Problems to solve
1 - Can you rewrite the paragraph beginning "Public sector unions have a strong influence" in the text on community benefits agreements as a short list that keeps its main facts?
2 - Will you carry the text on community benefits agreements forward from its final sentence?

___ Selected text

According to Local Progress, a community benefits agreement should require “good paying and safe jobs”, workforce training to connect people to jobs, permanent “deeply affordable housing”, the construction of local infrastructure like community centers and the reduction of negative environmental impacts.

However, how can officials “encourage” agreements when developments are entirely on private property and financed with private funding? Local Progress pointed out “Even if development occurs entirely on private land without public economic assistance, it will likely require land use approvals that need the support of planning boards and city councils.”

That means “Legislators can encourage negotiation of strong private CBAs by supporting a transparent and robust project approval process that gives impacted communities critical input opportunities in order to be effective advocates for their needs.”

Local Progress pointed out “Even if development occurs entirely on private land without public economic assistance, it will likely require land use approvals that need the support of planning boards and city councils.”

Local Progress’ concept is, coincidently, the foundation for Milwaukee Alderman Robert Bauman’s resolution, which strongly encourages businesses to sign CBAs. Bauman said plainly, “this will inform our decisions and our votes as specific proposals come before us.”

Public sector unions have a strong influence in Local Progress. Two of its board members include Becky Wasserman and Tefere Gebre. Wasserman is the Deputy Director of Government Relations at SEIU. Gebre is the executive vice president of the AFL-CIO. They have a direct pipeline into Milwaukee area politics through fellow board member, Marcelia Nicholson who sits on the Milwaukee County Board of Supervisors.

Ties to “Center for Popular Democracy” and “NDRC”

Not surprisingly, Local Progress is not an isolated group. Its parent organization is the Washington DC-based Center for Popular Democracy. That group, by the way, spent $74,000 on Wisconsin court races (including the supreme court race) this year through independent expenditures. It’s also partnered with Wisconsin community organizing groups: BLOC (Black Leaders Organizing for Communities) and LIT (Leaders Igniting Transformation).

______
___ Raw data

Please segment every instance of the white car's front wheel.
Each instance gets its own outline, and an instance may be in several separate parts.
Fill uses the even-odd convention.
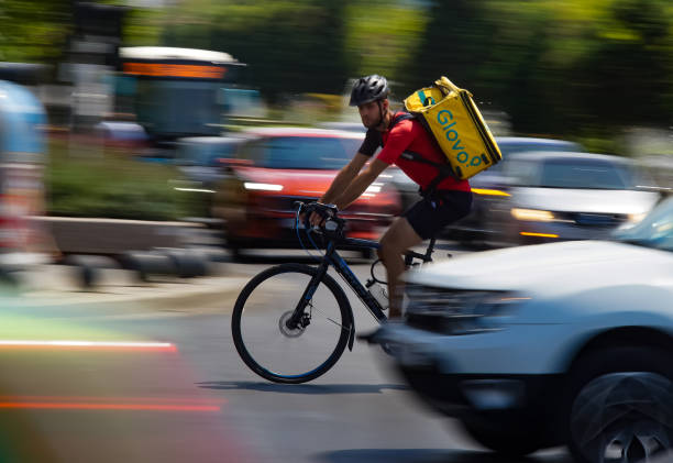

______

Exercise responses
1 -
- Public sector unions strongly influence Local Progress.
- Board member Becky Wasserman is Deputy Director of Government Relations at SEIU.
- Board member Tefere Gebre is executive vice president of the AFL-CIO.
- Through fellow board member Marcelia Nicholson, who sits on the Milwaukee County Board of Supervisors, they have a direct pipeline into Milwaukee area politics.

2 -
The National Democratic Redistricting Committee (NDRC) provided BLOC and another group $350,000 in funding during the state supreme court race. Eric Holder, chairman of the NDRC and former US Attorney General, even visited BLOC this spring.

Ties to “Wisconsin Jobs Now” and the Sanders Campaign

The union in Milwaukee pushing for the CBAs is called Milwaukee Area Service and Hospitality Workers (MASH Workers), and is led by Peter Rickman. Rickman used to work for Wisconsin Jobs Now, pushing the state to adopt a “living wage” back in 2014. Wisconsin Jobs Now has been inactive since 2016. Back then it was pushing to “build statewide low-wage worker unions” among fast food and retail workers. Rickman was also a delegate for Bernie Sanders during the 2016 Democrat Convention.

Ties to “Citizen Action of Wisconsin” and “Partnership for Working Families”

MASH and BLOC are currently working together with Citizen Action of Wisconsin and other groups to pressure St. Joseph Hospital into a CBA. St. Joseph hospital is in Sherman Park, which is nowhere near the downtown business district, where the Common Council is currently focused.

Additionally, Citizen Action is an affiliate in the “Partnership for Working Families,” which has a handbook called “Words that Work: Communications Messaging for Community Benefits Agreements.” The handbook was funded by a lengthy list of donors including: the Ford Foundation, the McKay Foundation, the New World Foundation, the Open Society Institute, the Rockefeller Foundation, and the Tides Foundation. It provides strategies for pressuring developers into signing CBAs.

Although the guide is meant for community activists, Milwaukee city officials seem to have taken a key piece of advice from it too. Whenever someone criticizes the use of CBAs, “You will almost certainly hear these frames from your opposition, but it is vital that you do not repeat and thus reinforce them—even to dispute or dispel them.” And since it’s unlikely anyone will try to stop Milwaukee’s CBA racket, why would city officials say anything?